Top of Records provided
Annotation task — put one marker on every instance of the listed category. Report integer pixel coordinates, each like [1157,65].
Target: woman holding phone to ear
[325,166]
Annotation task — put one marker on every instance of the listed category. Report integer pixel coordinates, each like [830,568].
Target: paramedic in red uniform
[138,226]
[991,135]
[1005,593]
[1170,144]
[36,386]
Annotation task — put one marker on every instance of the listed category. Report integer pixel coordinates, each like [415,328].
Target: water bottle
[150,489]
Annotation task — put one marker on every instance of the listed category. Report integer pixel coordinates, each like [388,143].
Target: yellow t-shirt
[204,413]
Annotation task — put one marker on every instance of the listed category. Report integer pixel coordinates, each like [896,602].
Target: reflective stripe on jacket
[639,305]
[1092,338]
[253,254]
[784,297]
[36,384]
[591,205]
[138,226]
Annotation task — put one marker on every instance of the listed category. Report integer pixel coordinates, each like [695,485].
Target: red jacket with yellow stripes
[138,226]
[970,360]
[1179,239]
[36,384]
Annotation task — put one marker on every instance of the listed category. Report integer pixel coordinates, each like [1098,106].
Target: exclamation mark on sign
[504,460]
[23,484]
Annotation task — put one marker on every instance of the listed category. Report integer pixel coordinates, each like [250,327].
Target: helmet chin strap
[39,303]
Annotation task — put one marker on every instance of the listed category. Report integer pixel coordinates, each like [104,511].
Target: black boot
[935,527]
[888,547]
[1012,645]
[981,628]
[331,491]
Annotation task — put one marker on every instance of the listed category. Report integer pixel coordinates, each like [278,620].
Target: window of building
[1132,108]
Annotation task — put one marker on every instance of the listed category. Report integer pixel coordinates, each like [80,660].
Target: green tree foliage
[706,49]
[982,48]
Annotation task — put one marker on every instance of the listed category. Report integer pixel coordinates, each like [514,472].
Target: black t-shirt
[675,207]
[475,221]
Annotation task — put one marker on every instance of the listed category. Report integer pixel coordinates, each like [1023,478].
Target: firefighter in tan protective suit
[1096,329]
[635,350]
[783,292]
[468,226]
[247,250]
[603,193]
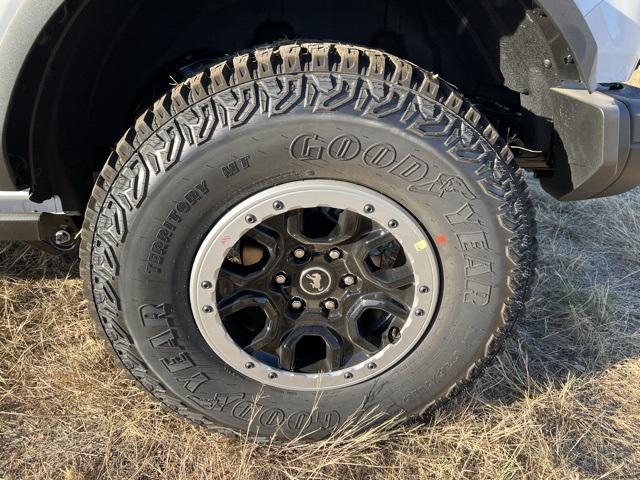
Bottom of Records provided
• [Exercise objective] Transcribe the records verbatim and omit the images.

• [Answer box]
Annotation task — put one marker on every instance of the listed category. Report integer pixel coordinates, each like [1157,65].
Target: woman holding phone to ear
[325,166]
Annotation task — put one marker on every instance of the listed category. Report integer pixel coordinates, each like [830,568].
Target: paramedic in red uniform
[138,226]
[991,135]
[1005,593]
[1170,144]
[36,386]
Annotation task — put one marker on every instance of the listed category. Report integer pixel coordinates, each like [415,328].
Target: water bottle
[150,489]
Annotation task — put one marker on every instance of the listed category. Report integer pixel coordinates, each like [388,143].
Target: yellow t-shirt
[204,413]
Annotation task — put one marker on every instance of the listed category. Report integer pixel coordinates, each like [896,602].
Target: reflective stripe on jacket
[639,305]
[1092,338]
[253,254]
[784,297]
[36,384]
[591,205]
[138,226]
Annotation task — put one marker on every instance of the listed category. Report integer pixel coordinates, each like [695,485].
Target: red jacket with yellow stripes
[138,226]
[970,360]
[1179,239]
[36,384]
Annotation task — put one marker on every instance of the listed category. Report integer pixel coordinates, each like [1098,106].
Target: exclamation mark on sign
[504,460]
[23,484]
Annotation task — put one marker on every instance of the listed category. Report integer pixel coordinates, each like [250,327].
Target: helmet chin strap
[39,303]
Annotation task — put one marker on every instance of the listed category. Report integer pixel coordinates, each like [104,511].
Target: black boot
[935,527]
[888,547]
[1012,645]
[981,628]
[331,491]
Annotation task — put one marker on every instance of the listed category. Report integer pixel coordinates, each like [278,620].
Target: window of building
[1132,108]
Annotation task — put one marker on every instance of the listed category. Report integer pixel coordinates, each like [80,660].
Target: green tree foliage
[706,49]
[982,48]
Annotation task — put one marker on every instance of the listed category. Report integer pixel coordinates, each like [514,472].
Target: black t-shirt
[675,207]
[475,221]
Annotation task — put one marker on every instance of the listed category. Report integer pixel coordinates, each like [1023,478].
Target: firefighter in tan protective suit
[1096,329]
[635,350]
[783,292]
[468,226]
[247,250]
[603,193]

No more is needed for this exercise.